> Prompt
Please print the entries exactly, omitting each image.

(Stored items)

=== Section Start ===

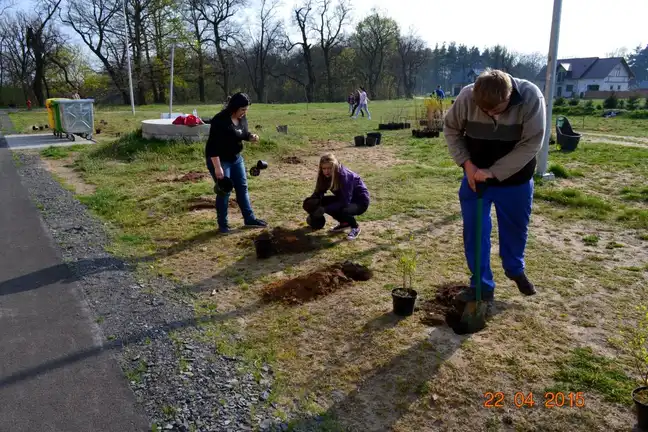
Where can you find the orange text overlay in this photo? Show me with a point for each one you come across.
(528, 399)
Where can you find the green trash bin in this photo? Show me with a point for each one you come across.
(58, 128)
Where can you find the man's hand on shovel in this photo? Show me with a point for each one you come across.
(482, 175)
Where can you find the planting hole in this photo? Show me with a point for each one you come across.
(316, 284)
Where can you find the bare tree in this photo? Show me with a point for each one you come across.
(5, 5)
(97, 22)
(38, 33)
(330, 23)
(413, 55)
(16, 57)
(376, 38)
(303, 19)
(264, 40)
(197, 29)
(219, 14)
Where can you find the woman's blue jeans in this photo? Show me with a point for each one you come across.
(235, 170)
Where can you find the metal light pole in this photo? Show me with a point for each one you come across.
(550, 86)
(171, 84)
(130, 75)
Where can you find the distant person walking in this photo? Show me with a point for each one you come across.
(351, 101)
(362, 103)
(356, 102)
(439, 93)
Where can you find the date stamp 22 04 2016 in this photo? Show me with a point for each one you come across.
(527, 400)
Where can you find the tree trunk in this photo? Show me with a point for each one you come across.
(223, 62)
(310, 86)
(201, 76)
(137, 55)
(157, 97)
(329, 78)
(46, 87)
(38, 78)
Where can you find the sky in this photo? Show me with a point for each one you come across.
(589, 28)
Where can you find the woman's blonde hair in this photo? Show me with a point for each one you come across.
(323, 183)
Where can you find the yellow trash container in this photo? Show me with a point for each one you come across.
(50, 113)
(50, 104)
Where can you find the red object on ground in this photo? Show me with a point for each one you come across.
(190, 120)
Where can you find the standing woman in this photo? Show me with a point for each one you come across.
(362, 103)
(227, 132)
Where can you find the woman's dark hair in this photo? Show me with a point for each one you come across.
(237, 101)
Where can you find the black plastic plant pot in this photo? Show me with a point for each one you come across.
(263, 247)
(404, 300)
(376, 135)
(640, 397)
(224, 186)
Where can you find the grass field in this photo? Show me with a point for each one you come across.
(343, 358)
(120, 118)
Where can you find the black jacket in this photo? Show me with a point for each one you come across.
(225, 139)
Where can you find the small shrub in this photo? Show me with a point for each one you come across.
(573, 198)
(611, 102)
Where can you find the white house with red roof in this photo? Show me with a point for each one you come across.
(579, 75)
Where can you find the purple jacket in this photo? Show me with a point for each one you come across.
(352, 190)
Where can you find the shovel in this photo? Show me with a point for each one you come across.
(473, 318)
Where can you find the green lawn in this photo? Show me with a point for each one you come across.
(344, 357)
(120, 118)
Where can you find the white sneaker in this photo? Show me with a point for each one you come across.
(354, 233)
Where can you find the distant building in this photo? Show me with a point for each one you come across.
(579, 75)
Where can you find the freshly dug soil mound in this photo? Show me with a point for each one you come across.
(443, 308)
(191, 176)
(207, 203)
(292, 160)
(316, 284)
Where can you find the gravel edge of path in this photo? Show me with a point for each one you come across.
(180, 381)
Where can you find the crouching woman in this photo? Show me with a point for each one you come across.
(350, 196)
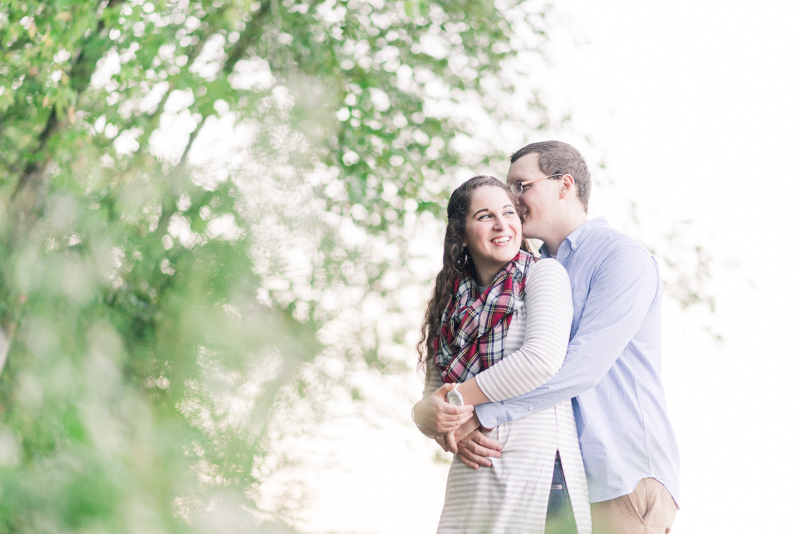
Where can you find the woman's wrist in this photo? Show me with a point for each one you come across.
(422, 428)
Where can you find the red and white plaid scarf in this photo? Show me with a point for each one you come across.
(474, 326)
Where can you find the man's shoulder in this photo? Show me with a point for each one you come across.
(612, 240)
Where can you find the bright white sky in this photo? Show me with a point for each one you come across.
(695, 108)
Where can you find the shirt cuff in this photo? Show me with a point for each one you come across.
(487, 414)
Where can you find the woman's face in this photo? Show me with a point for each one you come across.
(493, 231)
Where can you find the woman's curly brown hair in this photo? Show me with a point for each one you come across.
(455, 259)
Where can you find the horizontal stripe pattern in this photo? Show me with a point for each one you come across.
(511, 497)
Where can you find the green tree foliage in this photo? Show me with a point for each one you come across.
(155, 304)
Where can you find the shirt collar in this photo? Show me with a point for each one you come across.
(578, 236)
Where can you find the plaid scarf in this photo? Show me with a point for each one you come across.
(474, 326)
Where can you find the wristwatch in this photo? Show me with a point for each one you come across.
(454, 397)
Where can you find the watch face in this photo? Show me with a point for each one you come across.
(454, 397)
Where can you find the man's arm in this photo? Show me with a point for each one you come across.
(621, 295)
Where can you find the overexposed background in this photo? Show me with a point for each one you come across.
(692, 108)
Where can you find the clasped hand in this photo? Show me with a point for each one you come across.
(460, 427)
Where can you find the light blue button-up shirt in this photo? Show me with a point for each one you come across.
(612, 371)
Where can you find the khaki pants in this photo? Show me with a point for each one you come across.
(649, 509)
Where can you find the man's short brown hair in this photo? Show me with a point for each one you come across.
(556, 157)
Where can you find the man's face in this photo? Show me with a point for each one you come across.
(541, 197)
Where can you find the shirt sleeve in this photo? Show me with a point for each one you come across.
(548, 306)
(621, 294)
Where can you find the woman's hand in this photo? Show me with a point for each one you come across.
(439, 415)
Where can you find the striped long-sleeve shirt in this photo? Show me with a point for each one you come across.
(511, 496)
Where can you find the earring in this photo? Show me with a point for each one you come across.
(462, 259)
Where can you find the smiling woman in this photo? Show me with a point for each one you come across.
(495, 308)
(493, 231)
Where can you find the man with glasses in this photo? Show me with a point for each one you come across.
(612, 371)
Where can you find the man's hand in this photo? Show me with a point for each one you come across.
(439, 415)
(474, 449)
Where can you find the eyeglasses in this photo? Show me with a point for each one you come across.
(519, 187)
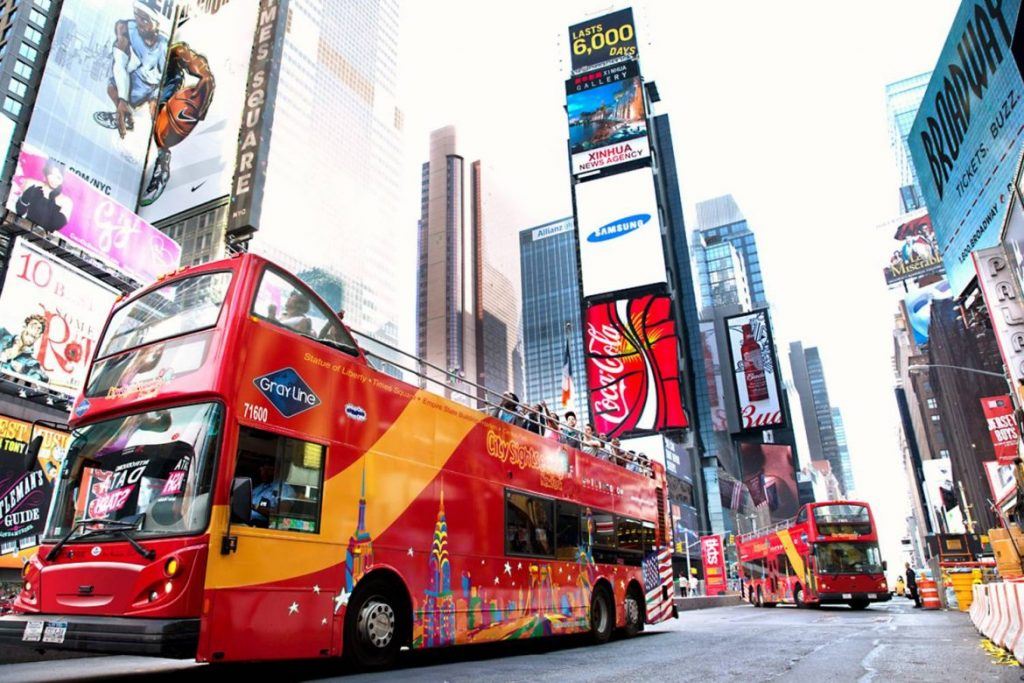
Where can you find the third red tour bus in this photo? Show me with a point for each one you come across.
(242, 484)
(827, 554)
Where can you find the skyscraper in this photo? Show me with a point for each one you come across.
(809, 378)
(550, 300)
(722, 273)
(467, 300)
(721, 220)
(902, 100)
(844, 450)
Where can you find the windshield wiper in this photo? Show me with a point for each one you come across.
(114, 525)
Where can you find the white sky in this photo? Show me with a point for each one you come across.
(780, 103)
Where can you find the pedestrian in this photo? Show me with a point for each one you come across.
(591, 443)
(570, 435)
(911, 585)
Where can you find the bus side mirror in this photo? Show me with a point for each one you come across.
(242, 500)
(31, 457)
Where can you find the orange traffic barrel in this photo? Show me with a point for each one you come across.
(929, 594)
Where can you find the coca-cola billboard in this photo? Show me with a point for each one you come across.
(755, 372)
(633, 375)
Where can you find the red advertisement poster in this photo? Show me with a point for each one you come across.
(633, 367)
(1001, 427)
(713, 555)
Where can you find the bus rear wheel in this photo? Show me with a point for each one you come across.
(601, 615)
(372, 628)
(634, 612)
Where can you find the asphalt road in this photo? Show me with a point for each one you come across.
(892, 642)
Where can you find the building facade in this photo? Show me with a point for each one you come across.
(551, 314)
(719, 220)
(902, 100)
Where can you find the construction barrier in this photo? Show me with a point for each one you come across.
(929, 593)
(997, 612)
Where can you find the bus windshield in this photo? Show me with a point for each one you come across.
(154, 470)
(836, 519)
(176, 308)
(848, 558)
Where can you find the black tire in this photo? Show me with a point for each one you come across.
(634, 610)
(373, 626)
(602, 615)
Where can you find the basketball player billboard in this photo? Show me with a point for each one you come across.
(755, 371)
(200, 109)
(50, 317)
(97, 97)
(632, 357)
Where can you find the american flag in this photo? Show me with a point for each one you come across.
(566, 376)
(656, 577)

=== Section End ===

> Solved exercise
Where can you find the orange text overlay in this photo? Show me with a point for each one you come across.
(528, 399)
Where can you find the green trash bin in this photo? Show me with a point for each one you come across.
(58, 128)
Where can you find the man's hand on shovel in this photo? Show me with a point for each one you come across.
(482, 175)
Where can you find the planting hole in this photo? Show me with a point for each one you come across.
(316, 284)
Where can you find the bare tree in this photo? Show me with a point for each one you come across.
(5, 5)
(97, 22)
(38, 33)
(330, 23)
(413, 55)
(16, 57)
(376, 38)
(303, 19)
(264, 40)
(197, 29)
(219, 14)
Where can you find the woman's blue jeans in this photo? Show me with a point for each one you come across.
(235, 170)
Where can you find the metal light pole in this photo? Show me with a point for each one you come across.
(550, 86)
(171, 84)
(130, 75)
Where can you find the distant person walking in this photo? Show me with a point for each one you come across.
(351, 101)
(362, 103)
(356, 102)
(439, 93)
Where can you find the date stamp 22 04 2016 in this photo? Show me with a point for each one you come across.
(527, 400)
Where can you find the tree trunk in this photo? Show me with a point for each one you come across.
(223, 62)
(310, 86)
(201, 76)
(137, 55)
(157, 97)
(329, 78)
(46, 87)
(38, 78)
Where can you find the sky in this photo? Show me with a point for each one you come across.
(589, 28)
Where can you find the woman's blonde hair in this photo? Show me with a point for each one you come across.
(323, 183)
Where can you find the yellow trash container in this photo? Show me with a point for each one you come across.
(50, 113)
(50, 104)
Where can you find the red object on ground in this photo? Show me with a point for each one you come across.
(190, 120)
Where can you find the standing woman in this photo? Show me with a point for each one you come across.
(362, 103)
(227, 132)
Where can you find the woman's dark hair in this photo? Show me with a point for each one you come across.
(237, 101)
Where can you find the black plastic plant pot in this photo? Show me with a point for each one you come across.
(263, 247)
(404, 300)
(376, 135)
(640, 397)
(224, 186)
Where can you find the grass field in this photo? Show me with a point for each one you come across.
(343, 358)
(120, 118)
Where can you find the black jacket in this photo? Show me with a point for each one you come across.
(225, 139)
Where can you find the small shrub in this photo? Show me with a point for each one you come across.
(573, 198)
(611, 102)
Where can you find the white house with red roof in this photo? Show me with a point for each one you come across.
(579, 75)
Where can you find the purple jacket in this photo? Show me with a point for each one you come across.
(352, 190)
Where can you find the shovel in this photo? Show me with a point for each one you come across.
(473, 318)
Where can you find the green lawn in this photo? Show me with a point for each one you come across.
(344, 357)
(120, 118)
Where can you find the white sneaker in this photo? Show me with a point for each one you come across.
(354, 233)
Where can you find the distant building in this photo? Show me with a point for each one you come across.
(579, 75)
Where can you find the freshly dug soil mound in this photo? Show me with a point for each one you come across.
(443, 308)
(191, 176)
(207, 203)
(292, 160)
(316, 284)
Where can you find the gravel edge of path in this photo? Show me with a point for each one you come across.
(180, 381)
Where can you find the crouching woman in this photo? Show me with a point for each one you come across.
(350, 196)
Where can you find the woman's wrist in this photo? Show me with a point for each one you come across.
(422, 428)
Where can you find the red and white plaid scarf in this photo? Show me with a point for each one you come across.
(474, 326)
Where can you find the man's shoulder in this photo? Show me with a point for each one you come across.
(612, 240)
Where can you find the bright white sky in this photo? Show me with a point for each one you come across.
(695, 108)
Where can you find the shirt cuff in this photo? Show me with a point for each one you come across.
(487, 414)
Where can you find the woman's face in this photo? Show me with a point for each one you come across.
(493, 231)
Where can you find the woman's curly brown hair in this photo? Show me with a point for each one you come across.
(455, 259)
Where can you find the horizontal stripe pattern in this photo? Show me with a point for each one you come across.
(511, 497)
Where can you find the green tree foliage in this photo? Show me with a point for each one you come across.
(155, 304)
Where can you find the shirt collar in this photo? Show me with a point for each one you come across.
(578, 236)
Where can you find the plaid scarf in this photo? Show me with a point for each one you come across.
(474, 326)
Where can you find the wristwatch in this photo? Show me with a point for each one you come across.
(454, 397)
Where can you find the watch face in this photo? Show me with a point for each one you come across.
(454, 397)
Where can you find the man's arm in this photo? Show me with a point for each one you come across.
(621, 295)
Where can you find the overexposed background in this photo? Show me with a point for each one you come across.
(692, 108)
Where can you find the clasped hand in this photo? Show me with a point for each one you come across.
(460, 427)
Where can you find the light blue button-up shirt in this photo? Show me with a point for each one you come across.
(612, 371)
Where can you find the khaki pants in this photo? Show me with a point for each one you come across.
(649, 509)
Where can you find the man's short brown hair in this photo? Show me with a point for each one you come across.
(556, 157)
Where can you find the man's face in this photo? Show me with a point for each one you come across.
(541, 197)
Where can you find the shirt sleeve in this photo? Show me with a point for each one you come across.
(548, 306)
(621, 294)
Where can you find the woman's hand in this photo? Show me with a point for each one you come across.
(439, 415)
Where can you find the striped long-sleeve shirt in this photo? Show me with a point for each one you come across.
(511, 496)
Where can you find the earring in this photo? Show me with a point for each one you come across.
(462, 259)
Where can you find the smiling woman in this photo? Show me with a point for each one you come across.
(495, 308)
(493, 231)
Where can you find the man with glasses in this photo? Show me with a point for each one you come across.
(612, 371)
Where can you find the man's hand in this photo? Show me with a point for each one you come across.
(439, 415)
(474, 449)
Where can you find the eyeglasses in this photo? Show me with a point for each one you come across.
(519, 187)
Where can you find the third red tour bus in this photo? Show me with a point for each one you come across.
(242, 484)
(827, 554)
Where can you find the skyscraper in this photo? Show me with a point for each one you come across.
(809, 378)
(550, 300)
(722, 273)
(467, 300)
(721, 220)
(902, 100)
(844, 450)
Where can you find the windshield wiper in this photo? Show me with a point for each one you come across.
(114, 525)
Where can you find the white sky in this photo? Show me with a point for each one you come across.
(780, 103)
Where can you find the pedestrian in this photo? Show me with a point for each one you come across.
(591, 443)
(570, 435)
(911, 585)
Where can you find the bus side mirror in this photo? Show me with a point for each one you come across.
(242, 500)
(31, 457)
Where can you find the orange traffic barrel in this photo? Show me with a point for each one you come across.
(929, 594)
Where can you find the coca-cola billboard in this photo? Show me with a point for each one you come across.
(755, 372)
(633, 375)
Where can you find the red advertisement poster in this photo? Show me with a point for each one you come across.
(633, 367)
(1001, 427)
(713, 555)
Where can you find the bus rear wheel in this photo? Show me with a point for each one you come across.
(601, 615)
(372, 628)
(634, 612)
Where can you find the asphalt road in this photo? Show me with a point for each one you come across.
(892, 642)
Where can you find the building facade in this photo? Show me with a point for each one you come across.
(551, 314)
(719, 220)
(902, 100)
Where can you find the construction barrier in this photo? Show me with a point for each one you come across.
(929, 593)
(997, 612)
Where can you find the bus windshield in this photo? Show me with a point for each one you come across.
(154, 470)
(836, 519)
(176, 308)
(848, 558)
Where can you find the black tire in this photo? Show me with a point for each one you come across.
(634, 610)
(373, 626)
(602, 615)
Where can you find the basketball player billboard in this photo? Show me with a point for each one you come across.
(755, 371)
(200, 109)
(50, 317)
(97, 97)
(632, 357)
Where can you find the american flag in this photo? Show me with a point for each one you come across.
(566, 376)
(656, 577)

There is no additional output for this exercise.